ANWEISUNG 1
Zähle die Zeilen der Auflistung, in denen die Zeichenfolge „open“ vorkommt, wobei Groß- und Kleinschreibung zu beachten ist. Gib ausschließlich die Anzahl an.
+===+
Zudem wurden nichtstaatliche Akteure aufgerufen sich zu äußern, wie ihr verpflichtender Beitrag zur Verbesserung der Ernährungssysteme aussehen wird.
Kritik
Seit den frühesten Planungen gab es von verschiedenen Seiten und aus verschiedenen Gründen Kritik am UNFSS-Prozess. Wichtigster Punkt war das Multiakteursformat. Dieser für UN-Verhältnisse neue Ansatz nimmt Nationalstaaten aus der direkten Verantwortung, eine Systemwende zu initiieren sowie zu kanalisieren, und definiert unter anderem Vertretende von Konzernen, die maßgeblich an nichtnachhaltigen Systemen beteiligt sind, zu legitimen Verhandlungspartnern.
Dieser und weitere Kritikpunkte führten zu einem „Gegengipfel“ (Food Systems 4 People 2021) im Juli 2021, an dem rund 9.000 Menschen teilnahmen. Dort diskutierten vor allem Vertretungen zivilgesellschaftlicher Organisationen und indigener Gruppen alternative Wege für eine Transformation des globalen Ernährungssystems. Im Zentrum standen menschenrechtsbasierte und agrarökologische Ansätze, Nutzen und Anwendung traditionellen Wissens sowie Ernährungssouveränität.
+===+
ANWEISUNG 2
Wie viele Menschen nahmen laut dem Auszug zur Kritik am UNFSS-Prozess am „Gegengipfel“ im Juli 2021 teil?
+===+
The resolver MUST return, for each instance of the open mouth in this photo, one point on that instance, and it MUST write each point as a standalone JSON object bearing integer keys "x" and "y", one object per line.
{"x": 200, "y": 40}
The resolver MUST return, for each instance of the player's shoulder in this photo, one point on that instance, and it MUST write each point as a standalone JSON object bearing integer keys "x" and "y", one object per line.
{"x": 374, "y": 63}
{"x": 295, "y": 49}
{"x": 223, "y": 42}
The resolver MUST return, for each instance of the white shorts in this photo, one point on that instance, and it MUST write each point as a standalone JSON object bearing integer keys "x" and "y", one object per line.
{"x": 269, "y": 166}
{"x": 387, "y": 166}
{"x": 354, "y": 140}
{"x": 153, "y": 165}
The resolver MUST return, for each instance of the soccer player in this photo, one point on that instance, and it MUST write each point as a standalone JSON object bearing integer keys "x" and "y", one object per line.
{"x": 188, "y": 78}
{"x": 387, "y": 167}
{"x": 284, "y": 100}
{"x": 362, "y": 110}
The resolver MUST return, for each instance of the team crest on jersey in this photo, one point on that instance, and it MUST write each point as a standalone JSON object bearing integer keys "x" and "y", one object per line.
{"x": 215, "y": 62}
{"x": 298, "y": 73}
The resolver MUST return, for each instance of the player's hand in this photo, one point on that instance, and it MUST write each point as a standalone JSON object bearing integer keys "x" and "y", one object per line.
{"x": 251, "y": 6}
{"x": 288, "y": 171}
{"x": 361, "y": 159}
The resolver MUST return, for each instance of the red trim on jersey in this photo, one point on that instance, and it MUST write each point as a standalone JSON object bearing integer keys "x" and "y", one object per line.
+===+
ERGEBNIS 1
1

ERGEBNIS 2
Rund 9.000 Menschen.